# EXTRACTED ENTRIES
Content starts

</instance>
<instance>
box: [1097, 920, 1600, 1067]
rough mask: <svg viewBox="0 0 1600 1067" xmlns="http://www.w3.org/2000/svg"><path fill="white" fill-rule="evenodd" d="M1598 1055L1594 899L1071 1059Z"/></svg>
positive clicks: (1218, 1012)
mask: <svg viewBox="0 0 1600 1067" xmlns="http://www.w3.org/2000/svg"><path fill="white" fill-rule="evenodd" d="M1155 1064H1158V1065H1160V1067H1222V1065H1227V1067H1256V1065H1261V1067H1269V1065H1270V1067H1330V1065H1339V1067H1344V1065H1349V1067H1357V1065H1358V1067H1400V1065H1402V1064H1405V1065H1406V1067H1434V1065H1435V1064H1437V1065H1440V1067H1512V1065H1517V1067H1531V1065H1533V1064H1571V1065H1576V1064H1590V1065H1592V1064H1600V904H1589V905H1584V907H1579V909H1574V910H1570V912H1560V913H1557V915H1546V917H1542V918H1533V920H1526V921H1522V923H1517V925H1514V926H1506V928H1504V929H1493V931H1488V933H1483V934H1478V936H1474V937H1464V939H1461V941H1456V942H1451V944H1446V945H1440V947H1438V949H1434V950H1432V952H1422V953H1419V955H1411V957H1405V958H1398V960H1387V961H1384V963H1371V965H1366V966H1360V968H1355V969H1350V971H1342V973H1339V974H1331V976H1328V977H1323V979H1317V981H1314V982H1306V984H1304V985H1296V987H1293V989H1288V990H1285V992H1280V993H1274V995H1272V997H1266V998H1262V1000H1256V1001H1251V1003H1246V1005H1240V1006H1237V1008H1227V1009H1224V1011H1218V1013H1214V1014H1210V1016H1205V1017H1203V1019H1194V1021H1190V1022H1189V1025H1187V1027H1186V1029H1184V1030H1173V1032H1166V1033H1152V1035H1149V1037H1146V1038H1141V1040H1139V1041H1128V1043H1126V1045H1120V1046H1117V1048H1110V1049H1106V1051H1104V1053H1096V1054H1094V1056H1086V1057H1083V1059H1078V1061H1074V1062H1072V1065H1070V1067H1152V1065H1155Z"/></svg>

Content ends

# AIM OF THE EXERCISE
Your answer must be the lines from the first line of the entries above through the line that contains "rough mask: <svg", written out exactly.

# ANSWER TO THIS EXERCISE
</instance>
<instance>
box: [1097, 920, 1600, 1067]
rough mask: <svg viewBox="0 0 1600 1067" xmlns="http://www.w3.org/2000/svg"><path fill="white" fill-rule="evenodd" d="M1598 1055L1594 899L1071 1059Z"/></svg>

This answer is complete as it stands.